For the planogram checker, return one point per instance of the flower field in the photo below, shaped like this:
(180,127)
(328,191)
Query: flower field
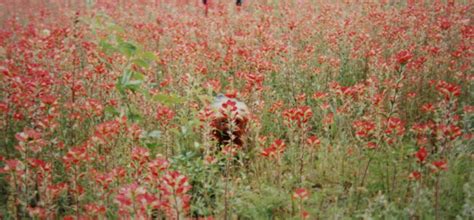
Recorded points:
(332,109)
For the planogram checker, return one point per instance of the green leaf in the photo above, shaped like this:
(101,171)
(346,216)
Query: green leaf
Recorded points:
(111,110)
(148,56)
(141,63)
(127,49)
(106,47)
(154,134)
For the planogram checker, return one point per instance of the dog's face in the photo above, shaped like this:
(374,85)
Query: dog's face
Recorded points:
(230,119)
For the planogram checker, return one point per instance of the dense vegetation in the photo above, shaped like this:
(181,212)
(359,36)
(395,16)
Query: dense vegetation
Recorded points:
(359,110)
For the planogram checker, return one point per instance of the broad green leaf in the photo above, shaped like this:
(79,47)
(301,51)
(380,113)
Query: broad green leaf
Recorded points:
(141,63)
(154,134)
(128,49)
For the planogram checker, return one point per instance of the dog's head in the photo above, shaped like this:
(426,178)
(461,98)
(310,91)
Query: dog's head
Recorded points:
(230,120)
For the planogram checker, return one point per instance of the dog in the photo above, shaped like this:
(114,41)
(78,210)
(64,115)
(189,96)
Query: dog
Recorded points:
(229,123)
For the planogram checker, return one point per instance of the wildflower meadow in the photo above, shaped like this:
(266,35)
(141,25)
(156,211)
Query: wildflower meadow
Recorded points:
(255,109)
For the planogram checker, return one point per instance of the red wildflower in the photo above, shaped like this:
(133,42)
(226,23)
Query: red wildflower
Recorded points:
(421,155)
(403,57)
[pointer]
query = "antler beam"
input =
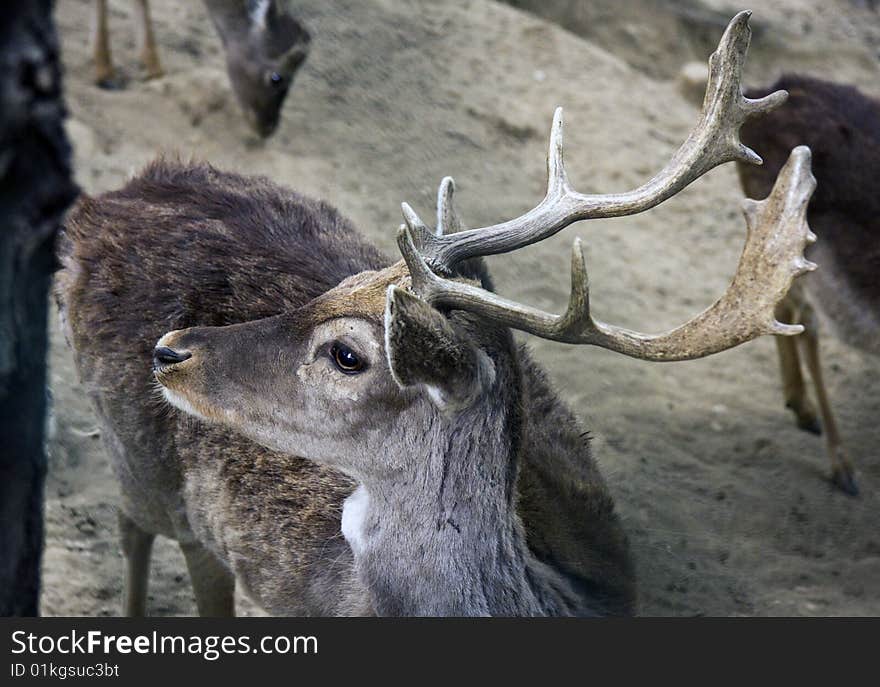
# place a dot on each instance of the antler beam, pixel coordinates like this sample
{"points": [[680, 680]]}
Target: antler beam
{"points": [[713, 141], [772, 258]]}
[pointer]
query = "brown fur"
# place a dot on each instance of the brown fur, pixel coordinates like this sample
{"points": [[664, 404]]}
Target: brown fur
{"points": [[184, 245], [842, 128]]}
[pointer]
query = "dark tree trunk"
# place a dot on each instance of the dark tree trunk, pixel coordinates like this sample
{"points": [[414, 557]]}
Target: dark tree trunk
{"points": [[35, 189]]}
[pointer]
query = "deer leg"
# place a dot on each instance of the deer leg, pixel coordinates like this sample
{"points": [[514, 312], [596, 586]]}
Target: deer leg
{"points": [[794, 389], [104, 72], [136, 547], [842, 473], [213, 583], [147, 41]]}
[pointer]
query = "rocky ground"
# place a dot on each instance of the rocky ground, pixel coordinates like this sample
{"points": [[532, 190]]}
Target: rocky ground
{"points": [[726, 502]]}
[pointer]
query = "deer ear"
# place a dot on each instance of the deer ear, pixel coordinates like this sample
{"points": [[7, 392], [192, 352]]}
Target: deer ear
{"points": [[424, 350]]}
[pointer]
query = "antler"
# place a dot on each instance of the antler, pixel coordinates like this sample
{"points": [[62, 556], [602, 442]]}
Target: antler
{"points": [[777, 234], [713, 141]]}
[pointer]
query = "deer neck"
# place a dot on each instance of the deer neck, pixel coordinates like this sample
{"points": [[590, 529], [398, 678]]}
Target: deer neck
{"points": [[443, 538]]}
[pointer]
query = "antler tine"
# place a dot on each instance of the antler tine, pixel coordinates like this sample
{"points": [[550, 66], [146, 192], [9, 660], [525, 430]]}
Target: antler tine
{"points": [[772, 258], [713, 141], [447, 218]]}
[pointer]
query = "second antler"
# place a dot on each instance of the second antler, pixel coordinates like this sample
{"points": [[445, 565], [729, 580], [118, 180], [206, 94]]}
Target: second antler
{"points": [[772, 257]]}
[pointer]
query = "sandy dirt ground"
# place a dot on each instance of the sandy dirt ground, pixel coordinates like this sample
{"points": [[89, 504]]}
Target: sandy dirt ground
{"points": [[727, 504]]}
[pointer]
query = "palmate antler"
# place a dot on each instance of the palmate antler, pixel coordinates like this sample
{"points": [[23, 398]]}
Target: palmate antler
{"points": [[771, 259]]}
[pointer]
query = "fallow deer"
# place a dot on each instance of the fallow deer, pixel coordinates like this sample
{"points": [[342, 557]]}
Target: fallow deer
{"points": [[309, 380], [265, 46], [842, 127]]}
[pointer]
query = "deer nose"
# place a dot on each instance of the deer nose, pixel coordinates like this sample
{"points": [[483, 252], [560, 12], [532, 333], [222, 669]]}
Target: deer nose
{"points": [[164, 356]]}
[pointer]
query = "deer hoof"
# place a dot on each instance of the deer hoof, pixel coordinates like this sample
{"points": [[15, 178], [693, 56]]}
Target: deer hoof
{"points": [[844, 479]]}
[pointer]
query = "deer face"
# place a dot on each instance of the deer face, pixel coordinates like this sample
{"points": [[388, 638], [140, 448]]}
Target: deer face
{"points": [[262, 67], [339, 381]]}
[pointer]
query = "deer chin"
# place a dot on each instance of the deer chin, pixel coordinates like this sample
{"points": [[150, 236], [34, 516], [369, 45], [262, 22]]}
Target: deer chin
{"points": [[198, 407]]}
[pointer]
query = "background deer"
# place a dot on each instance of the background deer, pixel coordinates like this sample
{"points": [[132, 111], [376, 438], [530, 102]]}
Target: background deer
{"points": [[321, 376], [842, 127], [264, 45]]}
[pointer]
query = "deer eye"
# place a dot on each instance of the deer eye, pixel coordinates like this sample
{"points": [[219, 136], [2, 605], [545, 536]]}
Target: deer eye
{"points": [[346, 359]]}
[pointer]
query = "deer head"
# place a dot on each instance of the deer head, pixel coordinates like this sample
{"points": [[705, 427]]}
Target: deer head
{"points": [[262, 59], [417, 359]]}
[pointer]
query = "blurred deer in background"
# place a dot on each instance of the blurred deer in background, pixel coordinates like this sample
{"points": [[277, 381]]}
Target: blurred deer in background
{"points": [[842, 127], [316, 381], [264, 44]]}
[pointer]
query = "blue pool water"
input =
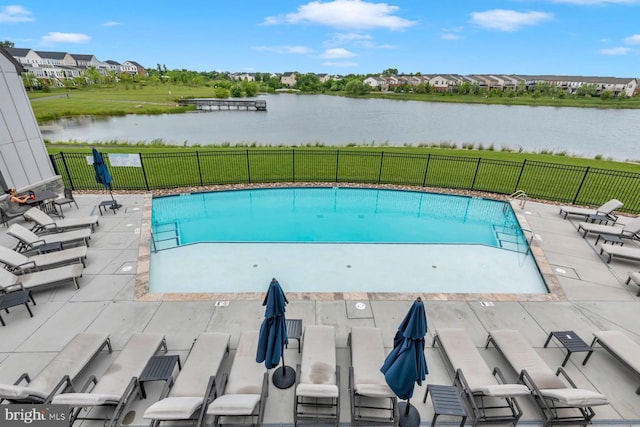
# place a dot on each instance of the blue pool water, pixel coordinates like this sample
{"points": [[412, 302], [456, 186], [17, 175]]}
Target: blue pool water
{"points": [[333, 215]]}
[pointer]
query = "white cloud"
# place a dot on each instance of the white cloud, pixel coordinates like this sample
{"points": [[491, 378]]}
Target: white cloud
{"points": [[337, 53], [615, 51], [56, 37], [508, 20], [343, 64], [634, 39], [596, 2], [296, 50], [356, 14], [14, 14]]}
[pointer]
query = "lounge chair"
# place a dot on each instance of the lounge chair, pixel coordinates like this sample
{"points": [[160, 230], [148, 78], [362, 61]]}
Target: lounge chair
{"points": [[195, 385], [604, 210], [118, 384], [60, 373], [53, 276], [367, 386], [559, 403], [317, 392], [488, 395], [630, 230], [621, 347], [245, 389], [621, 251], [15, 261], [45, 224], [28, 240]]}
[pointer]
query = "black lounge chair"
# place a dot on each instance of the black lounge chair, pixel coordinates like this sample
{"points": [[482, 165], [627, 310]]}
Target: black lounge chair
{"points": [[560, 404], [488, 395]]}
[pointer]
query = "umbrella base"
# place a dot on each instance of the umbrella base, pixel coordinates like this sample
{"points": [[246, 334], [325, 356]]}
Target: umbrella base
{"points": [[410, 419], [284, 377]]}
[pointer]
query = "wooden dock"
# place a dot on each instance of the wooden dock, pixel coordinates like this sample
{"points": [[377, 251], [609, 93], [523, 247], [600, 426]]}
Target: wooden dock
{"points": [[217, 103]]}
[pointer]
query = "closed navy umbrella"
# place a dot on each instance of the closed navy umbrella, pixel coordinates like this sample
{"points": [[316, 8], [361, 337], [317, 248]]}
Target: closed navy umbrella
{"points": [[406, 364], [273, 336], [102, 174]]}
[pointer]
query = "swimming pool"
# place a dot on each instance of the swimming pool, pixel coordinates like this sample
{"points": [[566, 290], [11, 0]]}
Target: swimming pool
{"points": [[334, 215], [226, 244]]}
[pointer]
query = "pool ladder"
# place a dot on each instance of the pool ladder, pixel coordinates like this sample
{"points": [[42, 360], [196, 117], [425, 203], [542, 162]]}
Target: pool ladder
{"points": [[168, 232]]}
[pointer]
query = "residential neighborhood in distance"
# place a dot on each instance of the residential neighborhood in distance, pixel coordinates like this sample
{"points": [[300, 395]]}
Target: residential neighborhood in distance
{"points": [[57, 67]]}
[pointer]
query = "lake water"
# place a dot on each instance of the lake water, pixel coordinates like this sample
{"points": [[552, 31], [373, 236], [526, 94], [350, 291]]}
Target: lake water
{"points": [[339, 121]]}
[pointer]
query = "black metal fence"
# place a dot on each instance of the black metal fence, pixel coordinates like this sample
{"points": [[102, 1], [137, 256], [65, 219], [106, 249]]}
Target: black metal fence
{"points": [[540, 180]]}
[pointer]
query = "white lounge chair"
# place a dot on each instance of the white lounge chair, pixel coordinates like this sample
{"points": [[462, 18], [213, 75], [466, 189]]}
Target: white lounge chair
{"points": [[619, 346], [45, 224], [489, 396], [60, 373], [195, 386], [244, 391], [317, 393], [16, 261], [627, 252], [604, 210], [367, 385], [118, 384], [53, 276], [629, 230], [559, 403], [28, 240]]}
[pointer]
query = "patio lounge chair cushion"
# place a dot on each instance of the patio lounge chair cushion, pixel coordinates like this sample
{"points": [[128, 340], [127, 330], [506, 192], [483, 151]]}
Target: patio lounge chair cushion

### GOAL
Return every line of the material above that contains the string "cloud", and treat uppercase and lowercase as different.

### SOLUTION FOR THIS TASK
query = "white cloud"
# place a dot on each instance of the white cloud, pixel coordinates like this sample
Target: white cloud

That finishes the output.